** START OF Extracted entries **
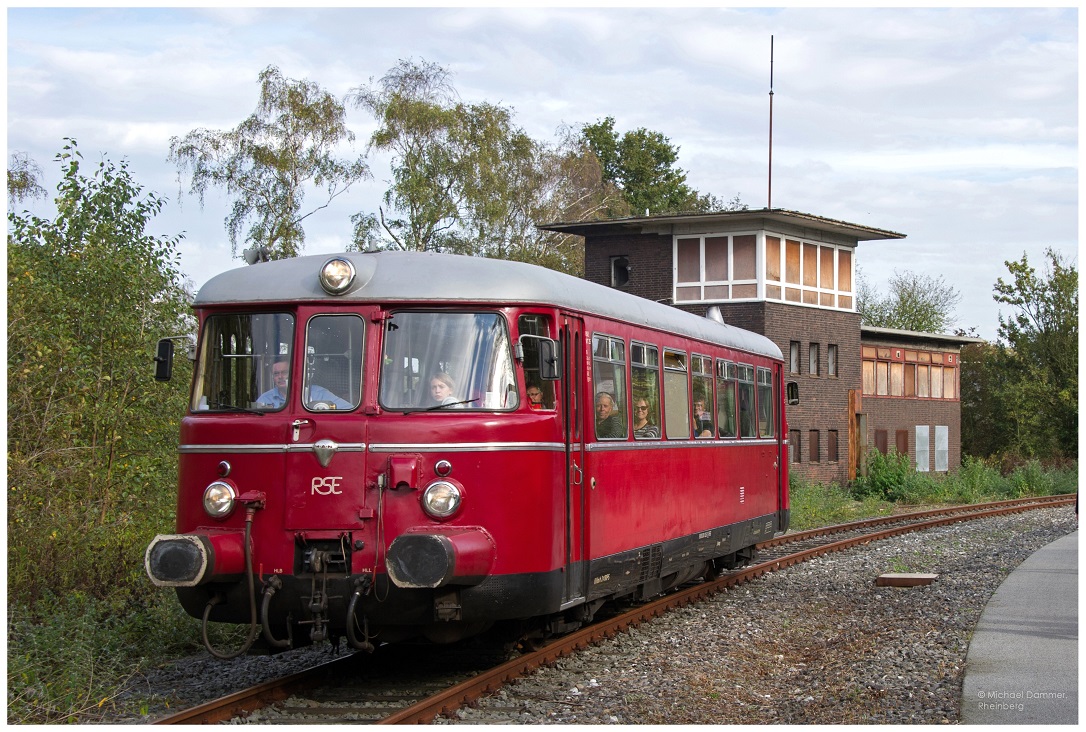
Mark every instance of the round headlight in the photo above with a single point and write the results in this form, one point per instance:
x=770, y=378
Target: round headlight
x=218, y=499
x=337, y=275
x=441, y=499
** END OF Extracted entries **
> Task prompt
Substitute "circular headlamp" for every occurrence of "round headlight" in the listing, keeping everything else unchanged, and give the lines again without the pictures.

> Solution for this exercise
Mark every instance of the circular headlamp in the photo above with a single point and write the results in this form, one point per instance:
x=770, y=378
Target: circular headlamp
x=218, y=499
x=337, y=275
x=441, y=499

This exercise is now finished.